* **READING PASSAGE**:
These factors lead to an essential difference between the spatial structures of geomagnetic pulsations and global processes like storms and substorms. In most cases, plane wave approximation provides good agreement between modeled and measured GICs during global storm-time disturbances (Viljanen et al. 2004). On the contrary, spatial distribution of pulsation magnetic field is essentially non-uniform even for narrow-band Pc pulsations, especially in the vicinity of Alfven field line (Pilipenko et al. 1999; Menk et al. 2004; Sandhu et al. 2018), plasmapause projection (Milling et al. 2001; Kale et al. 2007) and equatorial electrojet (Fedorov et al. 1999).

In almost all the previous studies of the relationship between GIC and geomagnetic variations, it was implicitly assumed that the magnetic field is homogeneous along an electric power line (EPL). The role of a geomagnetic variation spatial scale has never been thoroughly examined, although the importance of this effect has been postulated (e.g., Boteler and Pirjola 2017; Yagova et al. 2018).

Recently, a correlation between GIC and geomagnetic spectral amplitudes depending on pulsation spatial scale and polarization was studied by Sakharov et al. (2021) for the conductivity distributions corresponding to GIC to magnetic field spectral amplitude ratio with a power-law dependence on frequency:

$$\begin{aligned} J \propto f^{\alpha }B_C, \end{aligned}$$
(1)

where J and \(B_C\) are the spectral amplitudes of pulsations of the GIC and geomagnetic field component (\(C=X,Y\)). It was shown, than for the “Northern Transit” EPL prolongated approximately along the meridian the inter-relation between GIC and geomagnetic pulsations is closer for \(B_Y\) component than for \(B_X\) one and for the large-scale pulsations than for small-scale ones. This result shows an importance of spatial scale of geomagnetic pulsation in GIC generation at auroral latitudes. The present study is aimed at detailed analysis of pulsations efficiency in GIC generation and coherence between geomagnetic and GIC pulsations depending on spatial scale of the geomagnetic pulsations.

* **INFORMATION GIVEN**:

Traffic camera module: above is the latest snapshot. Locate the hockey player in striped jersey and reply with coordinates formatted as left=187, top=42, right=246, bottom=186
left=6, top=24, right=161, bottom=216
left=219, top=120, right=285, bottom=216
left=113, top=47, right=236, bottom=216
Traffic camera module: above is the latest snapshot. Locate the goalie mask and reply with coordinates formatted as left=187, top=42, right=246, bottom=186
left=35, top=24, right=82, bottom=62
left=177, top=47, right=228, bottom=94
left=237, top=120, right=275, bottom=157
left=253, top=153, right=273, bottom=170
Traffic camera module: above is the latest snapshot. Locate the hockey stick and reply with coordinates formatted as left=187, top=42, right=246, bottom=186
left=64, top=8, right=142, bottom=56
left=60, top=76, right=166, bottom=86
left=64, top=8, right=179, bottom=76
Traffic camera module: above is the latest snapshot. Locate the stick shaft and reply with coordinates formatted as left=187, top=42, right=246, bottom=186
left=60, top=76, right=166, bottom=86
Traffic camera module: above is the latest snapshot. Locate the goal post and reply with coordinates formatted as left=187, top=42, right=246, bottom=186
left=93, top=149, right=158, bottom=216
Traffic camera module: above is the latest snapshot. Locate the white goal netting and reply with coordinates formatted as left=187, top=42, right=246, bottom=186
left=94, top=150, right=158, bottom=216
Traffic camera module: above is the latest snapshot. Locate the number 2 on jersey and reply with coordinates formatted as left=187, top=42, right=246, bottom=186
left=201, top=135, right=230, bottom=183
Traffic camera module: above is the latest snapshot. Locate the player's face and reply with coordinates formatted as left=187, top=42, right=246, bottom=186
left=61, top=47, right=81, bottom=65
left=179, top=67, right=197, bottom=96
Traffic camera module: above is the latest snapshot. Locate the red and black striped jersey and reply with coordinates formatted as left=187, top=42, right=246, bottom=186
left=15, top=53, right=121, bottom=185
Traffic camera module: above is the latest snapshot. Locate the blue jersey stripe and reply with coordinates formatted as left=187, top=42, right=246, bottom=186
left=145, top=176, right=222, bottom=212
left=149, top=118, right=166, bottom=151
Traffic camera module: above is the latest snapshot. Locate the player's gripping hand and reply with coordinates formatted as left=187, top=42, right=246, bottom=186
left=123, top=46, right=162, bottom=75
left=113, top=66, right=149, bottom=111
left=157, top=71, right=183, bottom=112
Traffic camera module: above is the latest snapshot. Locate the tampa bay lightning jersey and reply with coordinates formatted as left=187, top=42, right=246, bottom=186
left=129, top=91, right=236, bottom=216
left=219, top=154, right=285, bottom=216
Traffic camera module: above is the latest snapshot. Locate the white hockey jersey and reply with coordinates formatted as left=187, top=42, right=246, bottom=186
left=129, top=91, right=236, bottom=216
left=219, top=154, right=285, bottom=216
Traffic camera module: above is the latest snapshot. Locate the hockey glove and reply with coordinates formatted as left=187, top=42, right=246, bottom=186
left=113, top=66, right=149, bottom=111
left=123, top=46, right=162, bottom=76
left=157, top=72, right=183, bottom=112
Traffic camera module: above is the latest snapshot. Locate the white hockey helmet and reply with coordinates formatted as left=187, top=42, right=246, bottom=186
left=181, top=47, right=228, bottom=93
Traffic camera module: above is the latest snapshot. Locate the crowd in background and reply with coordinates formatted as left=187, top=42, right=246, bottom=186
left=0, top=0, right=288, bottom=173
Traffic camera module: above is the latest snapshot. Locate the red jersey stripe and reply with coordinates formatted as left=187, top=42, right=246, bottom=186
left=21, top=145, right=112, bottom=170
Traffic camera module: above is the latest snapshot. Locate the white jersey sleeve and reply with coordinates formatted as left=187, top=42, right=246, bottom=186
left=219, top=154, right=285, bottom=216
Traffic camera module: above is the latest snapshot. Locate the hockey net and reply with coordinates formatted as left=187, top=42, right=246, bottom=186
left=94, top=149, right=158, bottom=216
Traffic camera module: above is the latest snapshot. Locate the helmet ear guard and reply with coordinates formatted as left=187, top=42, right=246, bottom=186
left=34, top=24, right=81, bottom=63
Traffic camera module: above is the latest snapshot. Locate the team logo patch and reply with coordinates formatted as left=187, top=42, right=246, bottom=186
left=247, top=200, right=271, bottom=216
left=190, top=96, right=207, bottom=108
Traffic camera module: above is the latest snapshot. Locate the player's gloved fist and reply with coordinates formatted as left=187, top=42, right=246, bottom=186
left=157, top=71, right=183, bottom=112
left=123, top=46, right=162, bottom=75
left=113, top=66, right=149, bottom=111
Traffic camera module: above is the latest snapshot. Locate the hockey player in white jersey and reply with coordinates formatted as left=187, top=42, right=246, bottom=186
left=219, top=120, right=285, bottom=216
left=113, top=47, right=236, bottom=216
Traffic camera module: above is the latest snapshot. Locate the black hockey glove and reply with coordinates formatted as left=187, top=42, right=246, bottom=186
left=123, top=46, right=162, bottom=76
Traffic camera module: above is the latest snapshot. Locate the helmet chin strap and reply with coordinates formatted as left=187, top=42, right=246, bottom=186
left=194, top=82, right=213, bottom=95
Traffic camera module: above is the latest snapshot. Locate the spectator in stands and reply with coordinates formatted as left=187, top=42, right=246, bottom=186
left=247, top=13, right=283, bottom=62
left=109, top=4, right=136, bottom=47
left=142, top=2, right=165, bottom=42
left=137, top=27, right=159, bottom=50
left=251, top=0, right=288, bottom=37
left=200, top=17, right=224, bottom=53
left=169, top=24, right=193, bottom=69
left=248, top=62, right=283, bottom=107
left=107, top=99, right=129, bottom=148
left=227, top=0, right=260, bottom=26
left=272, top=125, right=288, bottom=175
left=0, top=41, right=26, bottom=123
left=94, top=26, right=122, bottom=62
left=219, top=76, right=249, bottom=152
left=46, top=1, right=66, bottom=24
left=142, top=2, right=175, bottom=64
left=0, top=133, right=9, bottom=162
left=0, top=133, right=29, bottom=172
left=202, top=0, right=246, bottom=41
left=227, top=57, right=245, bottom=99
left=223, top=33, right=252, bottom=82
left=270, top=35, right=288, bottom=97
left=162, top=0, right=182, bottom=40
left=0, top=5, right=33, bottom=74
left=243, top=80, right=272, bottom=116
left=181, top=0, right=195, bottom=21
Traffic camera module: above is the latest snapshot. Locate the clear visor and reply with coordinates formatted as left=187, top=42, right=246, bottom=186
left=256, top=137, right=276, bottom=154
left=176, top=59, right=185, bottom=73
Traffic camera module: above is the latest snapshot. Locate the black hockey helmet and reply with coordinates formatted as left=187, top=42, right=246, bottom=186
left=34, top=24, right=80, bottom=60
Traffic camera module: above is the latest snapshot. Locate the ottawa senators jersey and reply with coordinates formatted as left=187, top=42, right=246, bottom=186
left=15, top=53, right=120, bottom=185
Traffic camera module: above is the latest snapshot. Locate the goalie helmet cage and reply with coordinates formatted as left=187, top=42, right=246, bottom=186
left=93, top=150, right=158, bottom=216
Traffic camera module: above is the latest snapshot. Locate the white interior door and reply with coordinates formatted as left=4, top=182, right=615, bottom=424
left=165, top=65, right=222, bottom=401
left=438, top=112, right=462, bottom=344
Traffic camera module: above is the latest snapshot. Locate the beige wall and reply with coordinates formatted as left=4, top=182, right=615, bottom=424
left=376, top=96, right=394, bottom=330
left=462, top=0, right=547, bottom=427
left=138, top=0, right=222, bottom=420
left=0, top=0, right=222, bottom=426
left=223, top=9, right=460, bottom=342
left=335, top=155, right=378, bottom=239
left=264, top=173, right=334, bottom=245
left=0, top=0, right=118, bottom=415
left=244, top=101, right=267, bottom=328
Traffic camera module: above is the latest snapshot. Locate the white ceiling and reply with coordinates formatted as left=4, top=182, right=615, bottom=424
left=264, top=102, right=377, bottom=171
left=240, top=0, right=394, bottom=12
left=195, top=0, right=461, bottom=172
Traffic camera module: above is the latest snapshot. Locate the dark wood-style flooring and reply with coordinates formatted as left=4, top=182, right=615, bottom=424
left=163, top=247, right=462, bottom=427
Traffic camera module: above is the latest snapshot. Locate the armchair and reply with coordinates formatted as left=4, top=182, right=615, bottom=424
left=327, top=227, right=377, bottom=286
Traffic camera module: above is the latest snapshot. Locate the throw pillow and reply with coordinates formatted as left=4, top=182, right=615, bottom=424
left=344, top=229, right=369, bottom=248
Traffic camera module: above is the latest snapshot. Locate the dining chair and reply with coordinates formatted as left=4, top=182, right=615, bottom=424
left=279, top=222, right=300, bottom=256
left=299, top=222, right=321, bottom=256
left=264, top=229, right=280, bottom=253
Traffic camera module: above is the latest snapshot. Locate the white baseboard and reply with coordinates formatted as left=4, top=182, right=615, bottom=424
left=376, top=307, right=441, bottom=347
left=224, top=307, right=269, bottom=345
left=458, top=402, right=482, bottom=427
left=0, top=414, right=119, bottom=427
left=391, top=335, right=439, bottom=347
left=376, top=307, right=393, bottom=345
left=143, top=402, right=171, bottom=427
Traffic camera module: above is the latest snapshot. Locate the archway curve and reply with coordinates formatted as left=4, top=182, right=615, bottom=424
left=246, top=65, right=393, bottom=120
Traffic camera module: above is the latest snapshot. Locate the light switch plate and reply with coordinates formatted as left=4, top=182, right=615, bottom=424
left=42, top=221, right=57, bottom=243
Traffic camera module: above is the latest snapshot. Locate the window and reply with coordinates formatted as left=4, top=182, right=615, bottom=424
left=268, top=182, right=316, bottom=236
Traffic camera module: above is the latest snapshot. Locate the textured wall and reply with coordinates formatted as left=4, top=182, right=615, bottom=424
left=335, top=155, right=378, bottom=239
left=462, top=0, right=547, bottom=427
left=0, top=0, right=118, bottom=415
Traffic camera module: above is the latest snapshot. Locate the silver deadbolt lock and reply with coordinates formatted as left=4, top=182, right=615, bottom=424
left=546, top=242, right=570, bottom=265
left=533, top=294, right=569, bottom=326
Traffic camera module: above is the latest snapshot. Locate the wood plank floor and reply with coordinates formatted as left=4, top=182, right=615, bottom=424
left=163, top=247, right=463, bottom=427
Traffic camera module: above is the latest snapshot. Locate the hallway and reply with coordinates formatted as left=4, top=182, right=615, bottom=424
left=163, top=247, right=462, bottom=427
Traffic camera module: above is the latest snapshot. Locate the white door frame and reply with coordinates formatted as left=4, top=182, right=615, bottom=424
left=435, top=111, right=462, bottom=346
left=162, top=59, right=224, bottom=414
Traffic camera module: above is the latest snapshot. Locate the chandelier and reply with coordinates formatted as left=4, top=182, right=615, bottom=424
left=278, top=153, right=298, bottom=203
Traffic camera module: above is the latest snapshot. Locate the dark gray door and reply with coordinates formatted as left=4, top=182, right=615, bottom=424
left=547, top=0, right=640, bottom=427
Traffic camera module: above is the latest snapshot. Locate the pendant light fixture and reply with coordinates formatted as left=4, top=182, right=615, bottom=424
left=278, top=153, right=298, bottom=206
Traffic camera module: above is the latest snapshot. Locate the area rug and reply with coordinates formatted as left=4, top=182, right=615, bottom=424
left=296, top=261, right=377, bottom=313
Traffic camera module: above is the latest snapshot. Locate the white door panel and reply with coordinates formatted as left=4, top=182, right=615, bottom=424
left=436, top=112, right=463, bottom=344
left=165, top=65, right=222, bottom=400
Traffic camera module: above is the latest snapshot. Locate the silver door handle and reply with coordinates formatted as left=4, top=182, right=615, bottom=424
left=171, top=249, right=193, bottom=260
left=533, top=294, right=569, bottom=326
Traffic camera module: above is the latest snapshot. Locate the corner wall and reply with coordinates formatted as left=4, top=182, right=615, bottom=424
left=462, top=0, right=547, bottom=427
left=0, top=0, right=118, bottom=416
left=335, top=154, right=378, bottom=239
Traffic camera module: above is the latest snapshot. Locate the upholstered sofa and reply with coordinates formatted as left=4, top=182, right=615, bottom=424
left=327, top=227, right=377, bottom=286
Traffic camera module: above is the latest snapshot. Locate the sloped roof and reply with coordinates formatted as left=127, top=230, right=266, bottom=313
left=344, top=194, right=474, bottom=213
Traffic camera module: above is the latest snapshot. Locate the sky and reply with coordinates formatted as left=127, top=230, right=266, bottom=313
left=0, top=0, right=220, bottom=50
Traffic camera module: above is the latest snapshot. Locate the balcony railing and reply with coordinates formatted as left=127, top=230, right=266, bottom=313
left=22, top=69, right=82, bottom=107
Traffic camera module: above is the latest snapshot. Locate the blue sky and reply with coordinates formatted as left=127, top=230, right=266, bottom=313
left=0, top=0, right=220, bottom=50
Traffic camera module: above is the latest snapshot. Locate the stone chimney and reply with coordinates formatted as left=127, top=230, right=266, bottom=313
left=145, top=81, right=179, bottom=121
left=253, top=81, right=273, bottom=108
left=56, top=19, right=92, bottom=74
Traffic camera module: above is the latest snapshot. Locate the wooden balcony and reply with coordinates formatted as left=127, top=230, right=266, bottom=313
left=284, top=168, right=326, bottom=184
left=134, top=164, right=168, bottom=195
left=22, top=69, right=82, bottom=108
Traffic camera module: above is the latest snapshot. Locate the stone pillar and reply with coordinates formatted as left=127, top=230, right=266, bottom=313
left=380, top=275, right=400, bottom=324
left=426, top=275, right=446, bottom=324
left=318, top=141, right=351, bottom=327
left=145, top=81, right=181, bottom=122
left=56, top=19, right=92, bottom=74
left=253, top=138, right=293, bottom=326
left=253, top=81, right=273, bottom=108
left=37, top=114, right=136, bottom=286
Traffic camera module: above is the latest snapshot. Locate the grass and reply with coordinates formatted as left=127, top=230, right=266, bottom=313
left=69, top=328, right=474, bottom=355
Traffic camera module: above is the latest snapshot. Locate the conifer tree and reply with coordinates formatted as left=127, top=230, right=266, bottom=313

* **SET OF TASKS**:
1. Return the part of the passage on geomagnetic pulsations starting at "In almost all" and ending at "et al. 2018).", copied word for word.
2. In the passage on geomagnetic pulsations, what did almost all earlier studies quietly assume about the magnetic field along an electric power line?

* **FINAL ANSWERS**:
1.
In almost all the previous studies of the relationship between GIC and geomagnetic variations, it was implicitly assumed that the magnetic field is homogeneous along an electric power line (EPL). The role of a geomagnetic variation spatial scale has never been thoroughly examined, although the importance of this effect has been postulated (e.g., Boteler and Pirjola 2017; Yagova et al. 2018).

2. They assumed the magnetic field is homogeneous along the power line.